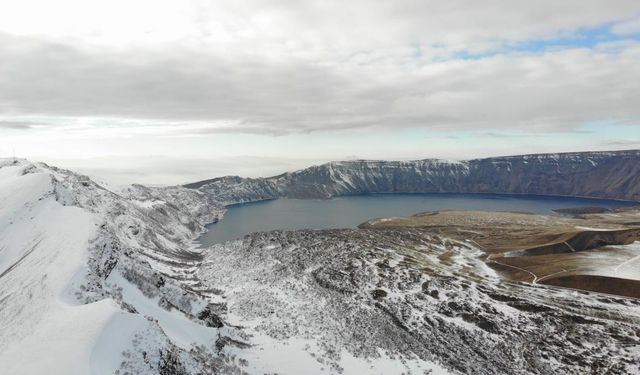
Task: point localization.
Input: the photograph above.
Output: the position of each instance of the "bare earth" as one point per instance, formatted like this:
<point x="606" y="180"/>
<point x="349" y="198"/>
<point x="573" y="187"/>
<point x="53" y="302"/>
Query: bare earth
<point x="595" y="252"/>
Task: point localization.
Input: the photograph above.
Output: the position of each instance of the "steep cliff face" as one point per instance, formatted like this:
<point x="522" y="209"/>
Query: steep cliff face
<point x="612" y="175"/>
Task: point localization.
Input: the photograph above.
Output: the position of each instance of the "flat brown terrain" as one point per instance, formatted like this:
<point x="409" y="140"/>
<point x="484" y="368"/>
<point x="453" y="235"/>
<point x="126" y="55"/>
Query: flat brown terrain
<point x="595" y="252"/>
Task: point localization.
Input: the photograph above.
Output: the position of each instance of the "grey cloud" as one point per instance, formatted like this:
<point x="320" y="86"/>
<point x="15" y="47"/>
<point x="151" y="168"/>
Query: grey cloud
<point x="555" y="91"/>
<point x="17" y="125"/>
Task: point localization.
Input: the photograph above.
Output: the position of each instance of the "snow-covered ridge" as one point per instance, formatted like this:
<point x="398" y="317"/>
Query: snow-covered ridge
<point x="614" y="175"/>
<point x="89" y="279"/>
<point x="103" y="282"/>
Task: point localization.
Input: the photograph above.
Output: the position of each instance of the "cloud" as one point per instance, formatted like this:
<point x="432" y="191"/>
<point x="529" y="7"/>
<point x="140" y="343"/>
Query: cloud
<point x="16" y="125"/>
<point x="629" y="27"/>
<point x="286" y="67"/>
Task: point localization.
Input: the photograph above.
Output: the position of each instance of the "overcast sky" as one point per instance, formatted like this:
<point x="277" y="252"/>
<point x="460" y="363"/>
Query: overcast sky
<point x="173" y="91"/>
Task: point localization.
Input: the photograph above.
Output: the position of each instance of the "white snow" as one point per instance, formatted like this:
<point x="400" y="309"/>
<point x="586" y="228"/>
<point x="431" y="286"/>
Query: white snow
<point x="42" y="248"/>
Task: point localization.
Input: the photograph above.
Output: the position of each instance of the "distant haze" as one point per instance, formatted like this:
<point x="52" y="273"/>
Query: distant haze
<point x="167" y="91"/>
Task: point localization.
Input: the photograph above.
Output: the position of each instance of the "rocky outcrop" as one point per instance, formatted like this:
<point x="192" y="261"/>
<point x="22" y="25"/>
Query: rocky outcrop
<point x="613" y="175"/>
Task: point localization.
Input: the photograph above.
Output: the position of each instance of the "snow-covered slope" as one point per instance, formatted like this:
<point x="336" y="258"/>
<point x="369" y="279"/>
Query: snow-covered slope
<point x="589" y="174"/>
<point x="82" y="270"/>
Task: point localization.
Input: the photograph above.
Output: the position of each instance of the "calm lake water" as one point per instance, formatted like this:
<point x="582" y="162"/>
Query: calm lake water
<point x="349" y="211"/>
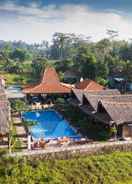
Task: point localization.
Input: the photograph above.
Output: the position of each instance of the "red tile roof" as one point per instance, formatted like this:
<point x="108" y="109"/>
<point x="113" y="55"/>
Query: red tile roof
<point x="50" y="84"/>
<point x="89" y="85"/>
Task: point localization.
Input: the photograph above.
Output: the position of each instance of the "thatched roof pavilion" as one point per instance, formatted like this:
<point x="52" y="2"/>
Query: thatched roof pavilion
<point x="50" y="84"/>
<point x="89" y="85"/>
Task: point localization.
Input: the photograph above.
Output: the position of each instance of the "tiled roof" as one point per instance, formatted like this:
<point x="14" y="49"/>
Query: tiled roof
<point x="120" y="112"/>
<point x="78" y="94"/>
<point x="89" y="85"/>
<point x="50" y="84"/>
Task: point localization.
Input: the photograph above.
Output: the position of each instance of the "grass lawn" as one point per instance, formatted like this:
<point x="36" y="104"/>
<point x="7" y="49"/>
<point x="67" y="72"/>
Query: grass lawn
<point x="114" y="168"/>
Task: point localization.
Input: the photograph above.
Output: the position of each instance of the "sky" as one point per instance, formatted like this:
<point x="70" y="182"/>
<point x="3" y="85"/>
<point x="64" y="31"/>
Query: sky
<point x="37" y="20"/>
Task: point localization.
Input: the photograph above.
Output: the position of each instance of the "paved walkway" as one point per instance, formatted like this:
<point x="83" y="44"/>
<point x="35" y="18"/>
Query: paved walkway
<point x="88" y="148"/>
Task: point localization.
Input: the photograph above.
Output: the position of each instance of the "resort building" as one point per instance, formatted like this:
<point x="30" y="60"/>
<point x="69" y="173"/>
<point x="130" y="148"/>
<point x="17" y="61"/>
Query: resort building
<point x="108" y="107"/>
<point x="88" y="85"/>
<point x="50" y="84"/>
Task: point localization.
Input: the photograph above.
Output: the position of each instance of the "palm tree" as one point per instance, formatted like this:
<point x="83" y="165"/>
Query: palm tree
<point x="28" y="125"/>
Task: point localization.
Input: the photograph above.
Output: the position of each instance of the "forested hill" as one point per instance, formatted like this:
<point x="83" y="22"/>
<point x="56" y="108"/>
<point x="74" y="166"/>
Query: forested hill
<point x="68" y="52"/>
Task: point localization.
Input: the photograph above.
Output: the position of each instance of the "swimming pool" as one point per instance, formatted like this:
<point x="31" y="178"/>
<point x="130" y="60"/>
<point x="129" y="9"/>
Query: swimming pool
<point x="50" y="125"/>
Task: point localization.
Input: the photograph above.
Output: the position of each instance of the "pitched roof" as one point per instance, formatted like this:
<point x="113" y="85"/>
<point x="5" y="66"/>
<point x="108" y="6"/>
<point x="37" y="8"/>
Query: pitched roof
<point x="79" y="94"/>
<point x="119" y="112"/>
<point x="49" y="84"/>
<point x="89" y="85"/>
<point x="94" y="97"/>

______

Return the listing above word for word. Keep the images out.

Task: point localization.
Input: the photograph above.
Output: the position of each instance of the "bare earth" as one point per instance, formatted like this:
<point x="606" y="180"/>
<point x="349" y="198"/>
<point x="573" y="187"/>
<point x="53" y="302"/>
Query: bare earth
<point x="595" y="252"/>
Task: point localization.
Input: the photograph above.
Output: the position of each instance of the "steep cliff face" as one point per instance, formatted like this:
<point x="522" y="209"/>
Query: steep cliff face
<point x="612" y="175"/>
Task: point localization.
Input: the photograph above.
Output: the position of each instance of the "flat brown terrain" as one point per instance, formatted like this:
<point x="409" y="140"/>
<point x="484" y="368"/>
<point x="453" y="235"/>
<point x="126" y="55"/>
Query: flat brown terrain
<point x="595" y="252"/>
Task: point localization.
Input: the photograph above.
Output: the position of each instance of the "grey cloud" as one point per instance, formatted like this:
<point x="320" y="86"/>
<point x="15" y="47"/>
<point x="151" y="168"/>
Query: grey cloud
<point x="555" y="91"/>
<point x="17" y="125"/>
Task: point localization.
Input: the photograph above.
Output: the position of each instance of the "snow-covered ridge" as one point per instance, formatted like this:
<point x="398" y="317"/>
Query: snow-covered ridge
<point x="614" y="175"/>
<point x="89" y="279"/>
<point x="103" y="282"/>
Task: point localization.
Input: the photograph above.
Output: the position of each instance of the "cloud" as one point per instance, formatted like this:
<point x="432" y="191"/>
<point x="529" y="7"/>
<point x="140" y="343"/>
Query: cloud
<point x="16" y="125"/>
<point x="629" y="27"/>
<point x="286" y="67"/>
Task: point localization.
Input: the photograph above.
Output: the position of each instance of the "overcast sky" as one point per instance, formatted like this:
<point x="277" y="252"/>
<point x="460" y="363"/>
Query: overcast sky
<point x="173" y="91"/>
Task: point localization.
Input: the photograph above.
Output: the position of each instance of the "white snow" as one point per instance, formatted like this:
<point x="400" y="309"/>
<point x="586" y="228"/>
<point x="431" y="286"/>
Query: white snow
<point x="42" y="248"/>
Task: point localization.
Input: the photograph above.
Output: the position of each instance of the "distant haze" as one point per instance, formatted like this:
<point x="52" y="273"/>
Query: distant haze
<point x="167" y="91"/>
Task: point localization.
Input: the photograph above.
Output: the position of each instance of the "rocky outcrop" as one point per instance, formatted like this:
<point x="192" y="261"/>
<point x="22" y="25"/>
Query: rocky outcrop
<point x="613" y="175"/>
Task: point localization.
Input: the photograph above.
Output: the position of each instance of the "snow-covered slope" as one point per instance, formatted like this:
<point x="336" y="258"/>
<point x="369" y="279"/>
Query: snow-covered slope
<point x="589" y="174"/>
<point x="82" y="270"/>
Task: point localization.
Input: the photograph above.
Output: the position of each instance of the "calm lake water" as one point per instance, formatted like this:
<point x="582" y="162"/>
Query: calm lake water
<point x="349" y="211"/>
Task: point localization.
Input: the photograph above.
Output: the position of each instance of the "red tile roof" as one point per instance, formatted like this:
<point x="108" y="109"/>
<point x="113" y="55"/>
Query: red tile roof
<point x="50" y="84"/>
<point x="89" y="85"/>
Task: point localization.
Input: the photograph above.
Output: the position of each instance of the "thatched roof pavilion" as one point per instance, formatted like this:
<point x="52" y="2"/>
Query: thatched roof pavilion
<point x="50" y="84"/>
<point x="89" y="85"/>
Task: point localization.
Input: the photograph above.
Output: the position of each instance of the "tiled roof" as one point per instance, formatted like this:
<point x="14" y="49"/>
Query: tiled roof
<point x="120" y="112"/>
<point x="78" y="94"/>
<point x="89" y="85"/>
<point x="50" y="84"/>
Task: point localization.
Input: the photograph above.
Output: the position of each instance of the "grass lawn" as one point per instance, formatted like this:
<point x="36" y="104"/>
<point x="7" y="49"/>
<point x="67" y="72"/>
Query: grass lawn
<point x="114" y="168"/>
Task: point localization.
Input: the photograph above.
Output: the position of each instance of the "sky" as one point per instance, formatted like this:
<point x="70" y="182"/>
<point x="3" y="85"/>
<point x="64" y="31"/>
Query: sky
<point x="37" y="20"/>
Task: point localization.
Input: the photograph above.
Output: the position of each instance of the "paved walkway" as one point per instance, formatted like this:
<point x="83" y="44"/>
<point x="35" y="18"/>
Query: paved walkway
<point x="88" y="148"/>
Task: point localization.
Input: the photograph above.
Output: the position of each instance of the "resort building" as one point per instance, formatted like this:
<point x="30" y="60"/>
<point x="69" y="173"/>
<point x="130" y="148"/>
<point x="17" y="61"/>
Query: resort building
<point x="108" y="107"/>
<point x="88" y="85"/>
<point x="50" y="84"/>
Task: point localization.
Input: the photograph above.
Output: the position of each instance of the "palm tree" as one point per instance, formatted like this:
<point x="83" y="165"/>
Query: palm tree
<point x="28" y="125"/>
Task: point localization.
Input: the photograph above.
Output: the position of each instance of the "forested hill" as one point per instance, formatted like this:
<point x="83" y="22"/>
<point x="56" y="108"/>
<point x="74" y="166"/>
Query: forested hill
<point x="68" y="52"/>
Task: point localization.
Input: the photograph above.
Output: the position of each instance of the "swimming pool" as one point per instance, formatted like this:
<point x="31" y="178"/>
<point x="130" y="60"/>
<point x="129" y="9"/>
Query: swimming pool
<point x="50" y="125"/>
Task: point localization.
Input: the photograph above.
Output: the position of each instance of the "pitched roof" as one point per instance, formatted like this:
<point x="113" y="85"/>
<point x="5" y="66"/>
<point x="108" y="6"/>
<point x="37" y="8"/>
Query: pitched roof
<point x="79" y="94"/>
<point x="119" y="112"/>
<point x="49" y="84"/>
<point x="89" y="85"/>
<point x="94" y="97"/>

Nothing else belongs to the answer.